▶ [CONSIGNE A]: Pour chacune des affirmations suivantes, indiquez par oui ou par non si elle concorde avec l’extrait sur CHOI, en citant mot pour mot les termes qui tranchent. (i) L’auteur s’est rendu aux audiences du CRTC surtout pour observer les supporteurs de CHOI. (ii) Guy Bertrand a lui-même intenté une poursuite contre Gilles Proulx. (iii) Lawrence K. Grossman a été président de NBC.
▶ [CONSIGNE B]: Poursuivez l’extrait sur CHOI à partir de sa dernière phrase.

▶ [TEXTE D’EXERCICE]:
================

Mais comme l’ont répété plusieurs confrères, et pour reprendre l’expression consacrée par les deux guérilleros de la prostitution juvénile: le problème, c’est aussi les clients.

Aussi, si je me suis rendu aux audiences du CRTC la semaine dernière, c’était surtout pour observer les supporteurs de CHOI et pour voir Guy Bertrand prendre ses airs de Jules César devant une foule en liesse, ivre d’admiration, applaudissant debout l’illustre juriste. Un amant des kodaks qui est une telle girouette que les arguments de la poursuite qu’il a lui-même intentée contre Gilles Proulx, il y a quelques années, vont exactement dans le sens contraire de ceux qu’il invoque pour défendre Genex. Mais bon, l’expression avocat opportuniste tient plutôt du pléonasme…

Alors revenons à nos bozos.

Une bande huant et chahutant les membres du CRTC à chaque commentaire défavorable à CHOI, une bande de mongols à batterie telle qu’on aurait cru voir des parents de joueurs à une partie de hockey d’une ligue atome B.

Si c’est ça "être Radio X", je préfère encore être radioactif, ou même "radionécrosé" tout entier, tiens. Car à ce cirque où ne manquaient que le pop-corn et les dompteurs assistaient des poivrots comme vous en voyez rarement dans une telle concentration, exactement le genre de "petit monde" désœuvré sur lequel Arthur et Fillion crachent régulièrement: un magnifique paradoxe qui perdure depuis longtemps déjà, une sorte de syndrome de Stockholm par les ondes, où le bourreau devient l’idole de ses victimes.

Mais attention, il n’y pas que des dégénérés à coupe Longueuil et que ceux qui les écoutent pour les détester qui syntonisent Arthur et Fillion.

En fait, la vaste majorité de leurs auditeurs répond à l’appel de ce que Lawrence K. Grossman, ancien directeur des nouvelles de NBC et ancien président de PBS, décrit comme "un phénomène de démocratie directe inégalé depuis celui des anciennes cités grecques".

================

▶ [MATÉRIEL]:

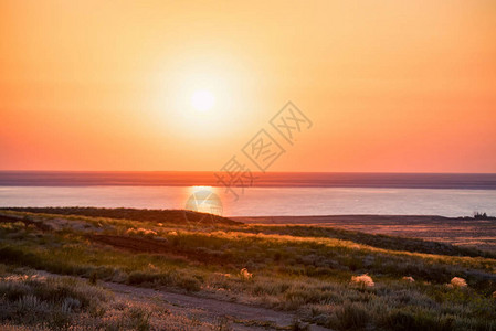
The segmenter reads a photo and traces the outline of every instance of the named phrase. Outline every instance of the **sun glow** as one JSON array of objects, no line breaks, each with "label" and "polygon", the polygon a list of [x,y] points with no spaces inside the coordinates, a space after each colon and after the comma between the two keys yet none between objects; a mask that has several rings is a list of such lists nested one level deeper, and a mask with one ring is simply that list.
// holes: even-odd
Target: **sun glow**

================

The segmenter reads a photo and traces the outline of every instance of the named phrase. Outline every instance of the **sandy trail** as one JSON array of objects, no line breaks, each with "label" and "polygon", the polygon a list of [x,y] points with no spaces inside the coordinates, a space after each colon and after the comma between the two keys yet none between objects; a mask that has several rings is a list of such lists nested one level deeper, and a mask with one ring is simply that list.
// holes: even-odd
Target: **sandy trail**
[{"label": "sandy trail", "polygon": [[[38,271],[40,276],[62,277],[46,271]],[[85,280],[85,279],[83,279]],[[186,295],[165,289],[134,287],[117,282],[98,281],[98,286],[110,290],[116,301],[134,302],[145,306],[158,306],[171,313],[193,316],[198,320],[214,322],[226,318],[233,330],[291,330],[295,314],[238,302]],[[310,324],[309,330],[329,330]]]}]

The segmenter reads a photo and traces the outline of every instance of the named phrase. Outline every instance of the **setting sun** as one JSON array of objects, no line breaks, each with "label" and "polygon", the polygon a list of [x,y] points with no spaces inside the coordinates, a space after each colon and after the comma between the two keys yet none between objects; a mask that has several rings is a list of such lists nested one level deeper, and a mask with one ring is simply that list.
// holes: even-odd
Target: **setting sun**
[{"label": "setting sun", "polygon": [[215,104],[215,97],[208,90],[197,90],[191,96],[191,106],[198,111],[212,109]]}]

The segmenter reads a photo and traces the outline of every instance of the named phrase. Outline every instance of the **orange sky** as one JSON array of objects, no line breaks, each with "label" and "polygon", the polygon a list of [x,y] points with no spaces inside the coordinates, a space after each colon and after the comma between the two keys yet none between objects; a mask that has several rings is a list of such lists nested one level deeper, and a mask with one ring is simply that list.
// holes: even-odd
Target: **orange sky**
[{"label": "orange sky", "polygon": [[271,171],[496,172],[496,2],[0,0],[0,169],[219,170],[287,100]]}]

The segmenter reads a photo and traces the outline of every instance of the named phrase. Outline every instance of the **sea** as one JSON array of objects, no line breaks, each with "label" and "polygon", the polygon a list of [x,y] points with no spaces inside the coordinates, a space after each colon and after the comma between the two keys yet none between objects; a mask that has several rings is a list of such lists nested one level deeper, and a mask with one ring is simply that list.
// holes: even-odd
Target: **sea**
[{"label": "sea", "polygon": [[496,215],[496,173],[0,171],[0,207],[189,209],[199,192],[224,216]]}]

================

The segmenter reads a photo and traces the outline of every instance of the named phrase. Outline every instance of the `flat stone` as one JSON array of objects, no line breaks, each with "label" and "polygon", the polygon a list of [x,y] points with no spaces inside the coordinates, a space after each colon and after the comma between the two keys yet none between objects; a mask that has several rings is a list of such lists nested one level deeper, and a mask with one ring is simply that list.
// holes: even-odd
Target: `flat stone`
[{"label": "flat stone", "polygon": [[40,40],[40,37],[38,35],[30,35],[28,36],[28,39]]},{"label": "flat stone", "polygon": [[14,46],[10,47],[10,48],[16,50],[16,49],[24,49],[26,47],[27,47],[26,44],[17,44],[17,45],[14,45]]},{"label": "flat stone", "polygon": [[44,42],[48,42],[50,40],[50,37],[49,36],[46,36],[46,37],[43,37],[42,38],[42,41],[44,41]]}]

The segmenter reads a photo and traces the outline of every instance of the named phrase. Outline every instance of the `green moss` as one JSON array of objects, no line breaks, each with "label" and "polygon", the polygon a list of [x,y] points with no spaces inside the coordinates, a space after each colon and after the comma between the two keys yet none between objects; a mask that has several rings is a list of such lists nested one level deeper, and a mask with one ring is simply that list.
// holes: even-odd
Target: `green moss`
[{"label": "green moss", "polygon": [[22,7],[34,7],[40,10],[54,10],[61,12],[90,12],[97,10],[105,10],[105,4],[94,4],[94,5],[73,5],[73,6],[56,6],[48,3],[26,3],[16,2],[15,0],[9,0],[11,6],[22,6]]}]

================

▶ [RÉPONSE A]:
(i) Oui : « si je me suis rendu aux audiences du CRTC la semaine dernière, c’était surtout pour observer les supporteurs de CHOI »
(ii) Oui : « la poursuite qu’il a lui-même intentée contre Gilles Proulx, il y a quelques années »
(iii) Non : « ancien directeur des nouvelles de NBC et ancien président de PBS »

▶ [RÉPONSE B]:
Ils sont le canal d’expression de tous les laissés-pour-compte. Ceux qui n’aiment ni Virginie, ni La Fureur, ni Star Académie, ni Loft Story. Ceux qui préfèrent le sport à la culture et la bagarre aux beaux jeux de passe. Ceux qui n’aiment pas la complaisance des médias traditionnels et qui vomissent sur les soi-disant intellectuels qui en font pourtant la critique, mais qui se révèlent trop timorés, ou trop gaugauches à leur goût.

Impuissants, désabusés de la politique, ils haïssent ceux qui détiennent le pouvoir, et encore plus violemment ceux qui profitent de leur célébrité ou de leur rang social pour obtenir quelques privilèges et faveurs.

À Québec, dans la quiétude de notre ville de taille moyenne où les citoyens se sentent si loin et pourtant géographiquement si proches du pouvoir, l’explosion d’une émission de radio à contre-courant comme Le Monde parallèle n’est donc guère surprenante.

On y retrouve le confort des petits préjugés, le bonheur de la médisance dans l’inaction, la dose nécessaire d’adrénaline dans une vie monotone.

Mais comme le dit Howard Kurtz, critique médiatique états-unien: "Dans la rumeur assourdissante de toutes ces voix qui cherchent à obtenir l’attention du public, ce sont ceux qui tiennent les propos les plus extrêmes et les plus tordus qui parviennent à se faire entendre. (…) Et le trash talk contribue avant tout à dégrader notre culture qui glisse lentement vers le caniveau."

André Arthur exprime ça de manière plus prosaïque: Pas le droit d’être plate!

Ce qui m’amène à la conclusion suivante: la liberté d’expression existe pour qu’on puisse encore et toujours remettre en cause les institutions, les gouvernements, les célébrités et tous ceux qui, eux aussi, profitent d’une tribune médiatique ou artistique. Pour qu’on puisse s’en moquer, en rire, les caricaturer. Pour qu’on puisse bénéficier d’une pluralité d’opinions, de visions, d’options.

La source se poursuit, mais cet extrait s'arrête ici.